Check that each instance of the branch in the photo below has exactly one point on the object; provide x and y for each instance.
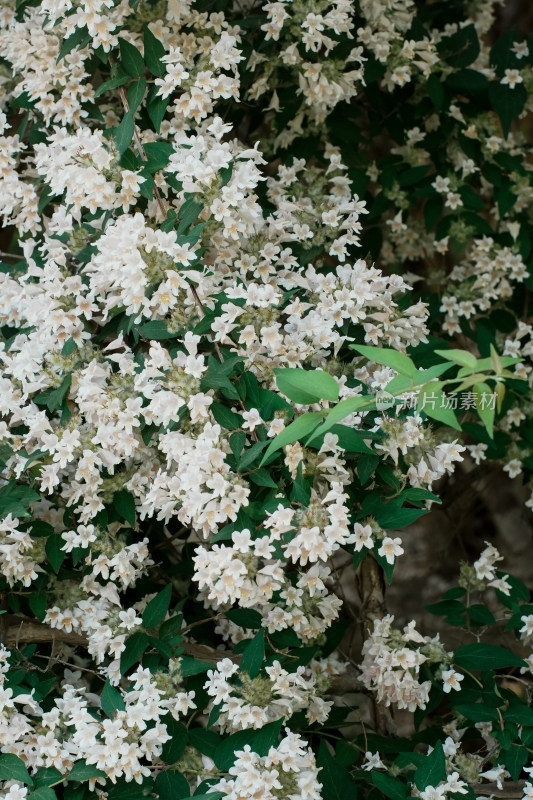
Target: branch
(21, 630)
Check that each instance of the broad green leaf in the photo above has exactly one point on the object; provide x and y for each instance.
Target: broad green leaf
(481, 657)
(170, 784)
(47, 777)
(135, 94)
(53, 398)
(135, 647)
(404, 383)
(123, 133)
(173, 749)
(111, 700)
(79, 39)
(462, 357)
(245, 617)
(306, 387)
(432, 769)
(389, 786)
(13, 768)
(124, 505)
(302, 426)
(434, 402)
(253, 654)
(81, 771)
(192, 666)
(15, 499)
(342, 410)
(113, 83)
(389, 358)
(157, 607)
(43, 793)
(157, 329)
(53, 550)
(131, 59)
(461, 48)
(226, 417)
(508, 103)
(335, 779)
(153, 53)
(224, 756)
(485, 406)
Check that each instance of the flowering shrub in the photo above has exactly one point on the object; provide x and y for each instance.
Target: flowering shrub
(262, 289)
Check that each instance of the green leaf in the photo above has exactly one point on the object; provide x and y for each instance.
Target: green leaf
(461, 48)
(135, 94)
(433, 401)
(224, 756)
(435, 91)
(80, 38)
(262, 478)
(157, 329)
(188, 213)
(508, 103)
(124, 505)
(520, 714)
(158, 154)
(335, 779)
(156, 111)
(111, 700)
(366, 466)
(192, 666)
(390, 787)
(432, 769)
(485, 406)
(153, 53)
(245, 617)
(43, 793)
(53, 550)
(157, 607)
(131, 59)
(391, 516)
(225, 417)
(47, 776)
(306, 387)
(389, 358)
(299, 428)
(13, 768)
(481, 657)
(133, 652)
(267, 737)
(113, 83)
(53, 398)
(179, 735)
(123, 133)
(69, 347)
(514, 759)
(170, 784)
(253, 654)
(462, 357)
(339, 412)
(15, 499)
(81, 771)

...

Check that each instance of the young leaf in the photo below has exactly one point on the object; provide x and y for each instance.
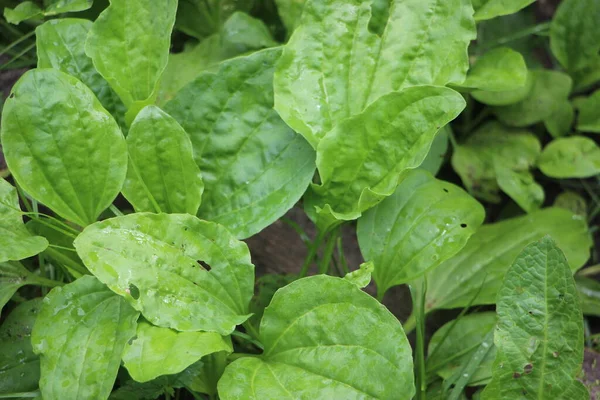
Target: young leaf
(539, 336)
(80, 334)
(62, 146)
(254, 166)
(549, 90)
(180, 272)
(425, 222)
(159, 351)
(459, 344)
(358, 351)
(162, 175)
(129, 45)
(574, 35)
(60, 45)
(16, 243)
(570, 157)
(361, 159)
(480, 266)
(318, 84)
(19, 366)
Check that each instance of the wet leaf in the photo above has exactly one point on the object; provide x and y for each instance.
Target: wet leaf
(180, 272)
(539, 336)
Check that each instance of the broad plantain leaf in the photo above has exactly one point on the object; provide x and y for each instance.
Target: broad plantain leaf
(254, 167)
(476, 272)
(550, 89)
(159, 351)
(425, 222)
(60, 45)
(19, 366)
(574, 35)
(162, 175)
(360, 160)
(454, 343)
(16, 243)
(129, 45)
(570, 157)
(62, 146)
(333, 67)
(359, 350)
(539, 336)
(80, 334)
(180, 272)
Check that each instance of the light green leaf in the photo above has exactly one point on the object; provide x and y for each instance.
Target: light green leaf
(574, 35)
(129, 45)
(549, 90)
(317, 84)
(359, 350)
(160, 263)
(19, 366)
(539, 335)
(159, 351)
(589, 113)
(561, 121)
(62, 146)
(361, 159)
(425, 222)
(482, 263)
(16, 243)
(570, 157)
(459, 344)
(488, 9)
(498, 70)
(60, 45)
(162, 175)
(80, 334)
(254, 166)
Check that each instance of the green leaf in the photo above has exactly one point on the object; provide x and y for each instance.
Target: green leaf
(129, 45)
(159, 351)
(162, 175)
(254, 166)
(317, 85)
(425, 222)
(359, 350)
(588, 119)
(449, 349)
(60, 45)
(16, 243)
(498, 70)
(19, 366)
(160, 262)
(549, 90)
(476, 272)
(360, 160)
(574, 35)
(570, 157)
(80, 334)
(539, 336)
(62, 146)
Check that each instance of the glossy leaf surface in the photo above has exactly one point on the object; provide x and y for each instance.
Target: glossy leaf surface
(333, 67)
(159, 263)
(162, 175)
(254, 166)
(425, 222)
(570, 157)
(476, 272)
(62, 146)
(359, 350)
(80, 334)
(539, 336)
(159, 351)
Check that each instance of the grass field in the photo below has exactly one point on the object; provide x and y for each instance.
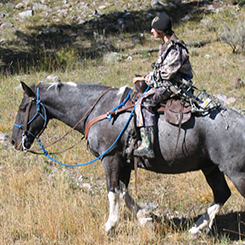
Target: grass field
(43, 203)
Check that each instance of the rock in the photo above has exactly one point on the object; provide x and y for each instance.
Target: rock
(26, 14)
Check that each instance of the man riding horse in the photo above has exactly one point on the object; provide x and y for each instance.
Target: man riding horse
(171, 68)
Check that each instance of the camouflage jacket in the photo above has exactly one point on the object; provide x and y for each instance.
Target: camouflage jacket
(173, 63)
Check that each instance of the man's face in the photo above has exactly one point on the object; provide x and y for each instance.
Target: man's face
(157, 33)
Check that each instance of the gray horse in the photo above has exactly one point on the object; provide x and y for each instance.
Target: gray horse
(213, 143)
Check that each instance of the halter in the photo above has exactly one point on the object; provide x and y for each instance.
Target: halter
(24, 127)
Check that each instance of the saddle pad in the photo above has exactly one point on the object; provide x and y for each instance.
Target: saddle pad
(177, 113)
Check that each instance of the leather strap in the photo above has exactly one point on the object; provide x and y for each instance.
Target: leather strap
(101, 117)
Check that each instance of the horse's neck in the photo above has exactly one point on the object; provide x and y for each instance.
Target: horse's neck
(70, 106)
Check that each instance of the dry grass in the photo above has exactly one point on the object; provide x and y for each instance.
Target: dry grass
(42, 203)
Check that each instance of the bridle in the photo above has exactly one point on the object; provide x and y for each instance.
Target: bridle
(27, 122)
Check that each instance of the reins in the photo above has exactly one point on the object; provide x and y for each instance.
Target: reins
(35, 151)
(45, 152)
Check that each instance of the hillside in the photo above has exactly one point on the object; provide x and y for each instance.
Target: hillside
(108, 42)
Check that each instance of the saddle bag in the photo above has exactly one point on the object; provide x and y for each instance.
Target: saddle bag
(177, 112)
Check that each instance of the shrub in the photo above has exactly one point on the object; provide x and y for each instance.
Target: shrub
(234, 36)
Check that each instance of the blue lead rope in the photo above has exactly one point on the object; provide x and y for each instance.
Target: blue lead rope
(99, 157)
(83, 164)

Work instructions> From the records, copy every line that has the string "below" in it.

Finished task>
Check that each instance of the branch in the photo below has exactly one point on the object; provide x and y for each instance.
Check that each instance of the young leaf in the photo below has exactly one point on the object; provide x and y for each instance.
Check that each instance of the grass field in the photo below has exactly one point on the object; provide x and y for each instance.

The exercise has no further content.